[Shape boundary entries]
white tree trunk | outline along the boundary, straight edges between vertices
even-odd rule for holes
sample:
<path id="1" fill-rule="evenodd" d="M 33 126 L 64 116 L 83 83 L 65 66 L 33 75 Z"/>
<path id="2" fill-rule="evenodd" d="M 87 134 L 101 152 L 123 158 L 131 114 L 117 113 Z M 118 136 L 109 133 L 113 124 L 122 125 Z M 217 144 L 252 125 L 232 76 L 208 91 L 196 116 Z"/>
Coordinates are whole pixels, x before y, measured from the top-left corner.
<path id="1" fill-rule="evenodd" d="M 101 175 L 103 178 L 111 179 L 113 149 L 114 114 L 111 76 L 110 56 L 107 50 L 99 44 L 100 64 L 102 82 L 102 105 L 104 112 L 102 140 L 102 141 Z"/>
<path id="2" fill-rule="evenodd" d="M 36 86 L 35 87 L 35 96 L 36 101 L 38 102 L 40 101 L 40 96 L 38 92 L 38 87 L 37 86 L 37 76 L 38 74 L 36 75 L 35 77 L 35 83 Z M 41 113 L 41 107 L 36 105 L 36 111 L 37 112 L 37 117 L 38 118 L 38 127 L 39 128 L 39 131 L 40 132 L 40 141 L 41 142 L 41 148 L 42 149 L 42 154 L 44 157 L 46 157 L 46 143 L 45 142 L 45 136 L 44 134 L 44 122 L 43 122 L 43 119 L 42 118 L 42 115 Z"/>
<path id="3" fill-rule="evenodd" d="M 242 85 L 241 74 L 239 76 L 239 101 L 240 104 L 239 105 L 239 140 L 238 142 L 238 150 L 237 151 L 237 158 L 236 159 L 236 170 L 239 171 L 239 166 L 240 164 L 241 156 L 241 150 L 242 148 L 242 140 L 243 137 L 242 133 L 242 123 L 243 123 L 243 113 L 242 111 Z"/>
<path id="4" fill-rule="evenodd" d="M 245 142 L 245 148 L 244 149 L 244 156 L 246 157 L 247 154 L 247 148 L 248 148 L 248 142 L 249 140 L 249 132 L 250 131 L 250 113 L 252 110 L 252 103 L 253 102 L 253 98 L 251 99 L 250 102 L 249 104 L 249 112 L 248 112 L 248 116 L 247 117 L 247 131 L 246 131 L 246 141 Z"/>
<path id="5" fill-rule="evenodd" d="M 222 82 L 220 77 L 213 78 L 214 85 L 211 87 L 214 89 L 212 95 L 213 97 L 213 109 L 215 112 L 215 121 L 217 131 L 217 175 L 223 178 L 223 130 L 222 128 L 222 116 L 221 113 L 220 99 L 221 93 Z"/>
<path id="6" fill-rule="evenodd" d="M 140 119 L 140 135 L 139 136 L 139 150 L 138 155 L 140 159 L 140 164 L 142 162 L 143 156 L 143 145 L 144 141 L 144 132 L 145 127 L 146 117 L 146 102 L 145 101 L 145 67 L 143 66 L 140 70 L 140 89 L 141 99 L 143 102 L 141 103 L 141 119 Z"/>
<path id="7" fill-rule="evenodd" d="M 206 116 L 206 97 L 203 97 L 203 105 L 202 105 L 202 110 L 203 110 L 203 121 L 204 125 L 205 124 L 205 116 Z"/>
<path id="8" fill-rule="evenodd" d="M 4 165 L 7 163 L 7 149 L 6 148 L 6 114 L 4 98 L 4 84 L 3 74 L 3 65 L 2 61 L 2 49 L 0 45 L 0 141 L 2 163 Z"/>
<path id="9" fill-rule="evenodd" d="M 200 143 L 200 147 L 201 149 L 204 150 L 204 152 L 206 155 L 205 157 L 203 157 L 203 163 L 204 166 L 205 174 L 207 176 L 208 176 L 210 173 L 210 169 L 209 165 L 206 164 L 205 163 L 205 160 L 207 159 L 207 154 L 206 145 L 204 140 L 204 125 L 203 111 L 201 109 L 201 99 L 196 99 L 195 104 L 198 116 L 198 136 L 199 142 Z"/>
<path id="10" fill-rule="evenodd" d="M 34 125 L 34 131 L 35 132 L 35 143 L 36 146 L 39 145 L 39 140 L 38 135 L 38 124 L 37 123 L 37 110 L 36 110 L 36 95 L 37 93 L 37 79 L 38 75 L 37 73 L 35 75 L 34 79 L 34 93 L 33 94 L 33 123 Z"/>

==

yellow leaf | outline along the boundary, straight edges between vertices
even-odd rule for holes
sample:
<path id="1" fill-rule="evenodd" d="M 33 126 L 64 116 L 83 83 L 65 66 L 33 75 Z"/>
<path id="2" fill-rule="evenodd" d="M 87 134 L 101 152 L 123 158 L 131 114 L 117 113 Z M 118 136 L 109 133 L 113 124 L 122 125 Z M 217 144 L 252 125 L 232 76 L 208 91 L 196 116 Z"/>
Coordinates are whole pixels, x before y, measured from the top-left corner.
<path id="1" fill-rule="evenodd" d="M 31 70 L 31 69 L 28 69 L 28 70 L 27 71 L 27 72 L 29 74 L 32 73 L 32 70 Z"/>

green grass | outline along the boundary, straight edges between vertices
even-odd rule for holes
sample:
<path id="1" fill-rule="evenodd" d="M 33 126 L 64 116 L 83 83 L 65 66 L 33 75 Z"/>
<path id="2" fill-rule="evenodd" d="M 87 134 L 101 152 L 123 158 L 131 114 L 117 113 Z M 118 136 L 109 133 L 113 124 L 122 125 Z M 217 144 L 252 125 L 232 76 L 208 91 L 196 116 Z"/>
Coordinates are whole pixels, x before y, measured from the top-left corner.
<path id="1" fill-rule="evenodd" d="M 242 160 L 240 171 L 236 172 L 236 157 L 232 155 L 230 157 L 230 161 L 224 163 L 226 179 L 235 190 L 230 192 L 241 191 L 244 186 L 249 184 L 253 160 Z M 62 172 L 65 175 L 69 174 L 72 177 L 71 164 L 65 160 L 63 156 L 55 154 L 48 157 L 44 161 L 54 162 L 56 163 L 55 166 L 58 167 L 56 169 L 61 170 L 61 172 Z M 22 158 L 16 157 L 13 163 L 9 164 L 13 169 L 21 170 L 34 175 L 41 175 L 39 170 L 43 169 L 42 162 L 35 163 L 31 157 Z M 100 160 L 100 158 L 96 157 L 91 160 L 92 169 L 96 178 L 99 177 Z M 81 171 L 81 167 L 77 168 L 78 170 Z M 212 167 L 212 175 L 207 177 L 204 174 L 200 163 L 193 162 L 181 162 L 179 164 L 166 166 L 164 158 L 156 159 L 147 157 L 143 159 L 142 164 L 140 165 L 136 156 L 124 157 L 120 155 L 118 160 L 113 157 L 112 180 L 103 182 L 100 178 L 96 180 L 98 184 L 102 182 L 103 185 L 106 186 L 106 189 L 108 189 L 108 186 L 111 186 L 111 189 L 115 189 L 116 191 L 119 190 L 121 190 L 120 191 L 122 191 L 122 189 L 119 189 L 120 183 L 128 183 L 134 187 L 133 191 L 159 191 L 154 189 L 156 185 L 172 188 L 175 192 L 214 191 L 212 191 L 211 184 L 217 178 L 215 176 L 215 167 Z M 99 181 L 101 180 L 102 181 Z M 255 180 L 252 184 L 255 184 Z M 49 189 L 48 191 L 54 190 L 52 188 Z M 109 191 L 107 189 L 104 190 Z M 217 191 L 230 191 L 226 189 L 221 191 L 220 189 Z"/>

• [Exercise details]:
Repeat the rows from the line containing "yellow leaf |" through the line containing "31 70 L 31 69", both included, with nothing changed.

• [Result for this exercise]:
yellow leaf | outline along the boundary, straight edges between vertices
even-odd rule for holes
sample:
<path id="1" fill-rule="evenodd" d="M 33 126 L 64 116 L 83 83 L 65 66 L 33 75 Z"/>
<path id="2" fill-rule="evenodd" d="M 87 134 L 101 152 L 123 158 L 131 114 L 117 113 Z M 118 136 L 109 133 L 113 124 L 122 125 Z M 217 144 L 252 125 L 232 76 L 208 91 L 196 116 Z"/>
Coordinates are whole pixels, x before y, measured from the top-left corner.
<path id="1" fill-rule="evenodd" d="M 31 70 L 31 69 L 28 69 L 28 70 L 27 71 L 27 72 L 29 74 L 32 73 L 32 70 Z"/>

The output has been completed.